→ **STATED TASK**: Can you rewrite the rows starting with the line containing "One pin marks each instance of the river" and going on through the line containing "x=272 y=267", both lines included? Keep the request unchanged and offset every x and y coordinate in the answers by -69.

→ **DATASET ENTRIES**:
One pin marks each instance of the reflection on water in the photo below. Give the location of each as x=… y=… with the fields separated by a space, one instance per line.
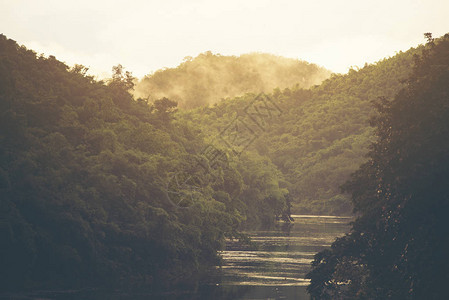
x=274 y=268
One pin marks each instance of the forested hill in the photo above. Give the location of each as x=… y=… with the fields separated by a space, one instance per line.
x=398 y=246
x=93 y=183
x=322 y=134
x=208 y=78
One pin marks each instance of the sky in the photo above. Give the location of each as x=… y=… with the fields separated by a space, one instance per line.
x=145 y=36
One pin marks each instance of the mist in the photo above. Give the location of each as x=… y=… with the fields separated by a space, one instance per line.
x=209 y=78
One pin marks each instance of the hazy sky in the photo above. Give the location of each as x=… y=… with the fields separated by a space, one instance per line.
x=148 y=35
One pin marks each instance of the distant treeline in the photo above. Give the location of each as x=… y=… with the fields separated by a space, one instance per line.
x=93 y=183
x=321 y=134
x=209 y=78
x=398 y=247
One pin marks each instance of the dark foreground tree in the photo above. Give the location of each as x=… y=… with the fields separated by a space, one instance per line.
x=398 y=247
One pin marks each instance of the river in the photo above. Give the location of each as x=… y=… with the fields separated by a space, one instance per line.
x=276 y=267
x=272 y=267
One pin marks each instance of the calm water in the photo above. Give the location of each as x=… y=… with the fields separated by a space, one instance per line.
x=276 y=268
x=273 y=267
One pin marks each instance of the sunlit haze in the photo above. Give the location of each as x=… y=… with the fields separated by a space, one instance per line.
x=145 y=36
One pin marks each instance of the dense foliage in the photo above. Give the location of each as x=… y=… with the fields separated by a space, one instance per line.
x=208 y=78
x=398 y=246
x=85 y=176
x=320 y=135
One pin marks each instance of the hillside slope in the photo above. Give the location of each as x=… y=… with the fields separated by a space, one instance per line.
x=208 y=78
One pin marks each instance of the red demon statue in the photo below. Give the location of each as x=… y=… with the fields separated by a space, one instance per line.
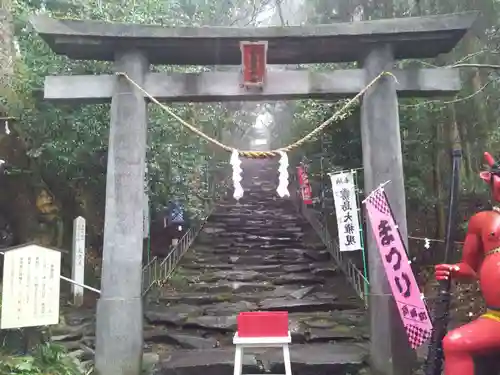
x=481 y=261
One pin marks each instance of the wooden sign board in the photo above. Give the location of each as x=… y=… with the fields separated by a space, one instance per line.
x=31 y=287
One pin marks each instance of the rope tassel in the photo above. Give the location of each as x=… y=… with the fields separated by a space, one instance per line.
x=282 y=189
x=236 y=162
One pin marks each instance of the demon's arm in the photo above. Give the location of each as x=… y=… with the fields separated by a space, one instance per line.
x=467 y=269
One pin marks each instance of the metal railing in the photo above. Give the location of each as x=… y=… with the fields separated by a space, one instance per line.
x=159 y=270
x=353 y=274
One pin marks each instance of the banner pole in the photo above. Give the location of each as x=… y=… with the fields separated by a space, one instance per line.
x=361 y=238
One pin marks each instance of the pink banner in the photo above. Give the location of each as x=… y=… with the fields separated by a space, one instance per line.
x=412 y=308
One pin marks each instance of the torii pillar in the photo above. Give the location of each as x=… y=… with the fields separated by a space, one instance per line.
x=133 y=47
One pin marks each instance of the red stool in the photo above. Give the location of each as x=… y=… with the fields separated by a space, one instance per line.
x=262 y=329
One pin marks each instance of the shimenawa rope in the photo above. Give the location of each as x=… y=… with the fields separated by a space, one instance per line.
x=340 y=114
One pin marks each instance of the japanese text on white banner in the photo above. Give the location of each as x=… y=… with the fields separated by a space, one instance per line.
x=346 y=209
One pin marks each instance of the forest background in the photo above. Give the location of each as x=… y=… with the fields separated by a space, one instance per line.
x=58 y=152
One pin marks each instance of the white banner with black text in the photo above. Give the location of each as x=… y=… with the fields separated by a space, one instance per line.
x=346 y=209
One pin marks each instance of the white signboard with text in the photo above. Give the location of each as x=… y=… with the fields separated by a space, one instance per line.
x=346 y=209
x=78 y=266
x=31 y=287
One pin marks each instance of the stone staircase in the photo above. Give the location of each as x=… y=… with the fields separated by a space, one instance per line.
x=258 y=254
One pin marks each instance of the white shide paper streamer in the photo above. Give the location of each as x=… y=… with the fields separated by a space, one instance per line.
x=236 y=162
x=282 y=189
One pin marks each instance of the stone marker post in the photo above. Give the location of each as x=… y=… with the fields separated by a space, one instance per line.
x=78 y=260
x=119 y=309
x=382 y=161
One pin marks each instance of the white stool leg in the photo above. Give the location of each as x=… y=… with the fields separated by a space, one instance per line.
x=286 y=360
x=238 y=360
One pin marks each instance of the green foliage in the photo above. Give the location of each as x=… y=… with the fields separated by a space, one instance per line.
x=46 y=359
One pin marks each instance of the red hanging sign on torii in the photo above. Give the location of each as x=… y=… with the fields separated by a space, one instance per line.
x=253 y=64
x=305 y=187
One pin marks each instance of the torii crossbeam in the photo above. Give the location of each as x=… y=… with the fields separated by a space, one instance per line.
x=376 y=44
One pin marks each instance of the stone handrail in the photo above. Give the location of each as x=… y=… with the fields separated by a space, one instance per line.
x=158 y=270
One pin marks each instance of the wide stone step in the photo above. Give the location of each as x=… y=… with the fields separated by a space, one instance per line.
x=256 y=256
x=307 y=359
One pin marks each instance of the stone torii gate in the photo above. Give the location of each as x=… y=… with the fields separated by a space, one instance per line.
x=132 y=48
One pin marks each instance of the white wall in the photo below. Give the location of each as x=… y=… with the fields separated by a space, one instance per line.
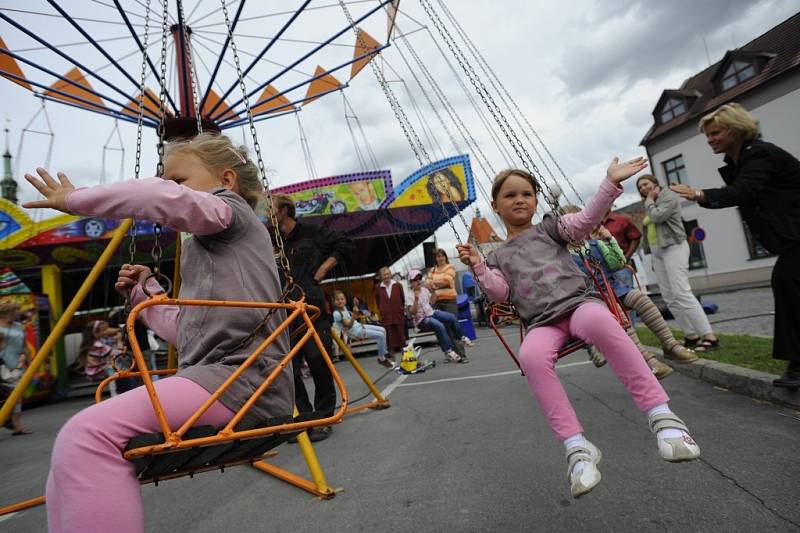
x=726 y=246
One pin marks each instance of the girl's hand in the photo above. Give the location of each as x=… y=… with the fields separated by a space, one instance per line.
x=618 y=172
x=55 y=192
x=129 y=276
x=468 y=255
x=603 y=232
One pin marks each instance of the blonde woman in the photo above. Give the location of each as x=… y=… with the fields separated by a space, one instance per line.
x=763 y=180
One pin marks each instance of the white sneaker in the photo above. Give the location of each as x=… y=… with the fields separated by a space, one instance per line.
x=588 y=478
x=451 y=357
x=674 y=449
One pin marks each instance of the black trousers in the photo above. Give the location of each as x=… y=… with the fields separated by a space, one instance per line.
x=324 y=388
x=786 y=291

→ **REPLY**:
One pin marks each instance of the river in the photo above. Give the location of each as x=… y=… with the fields separated by a space, one instance per line.
x=207 y=198
x=203 y=198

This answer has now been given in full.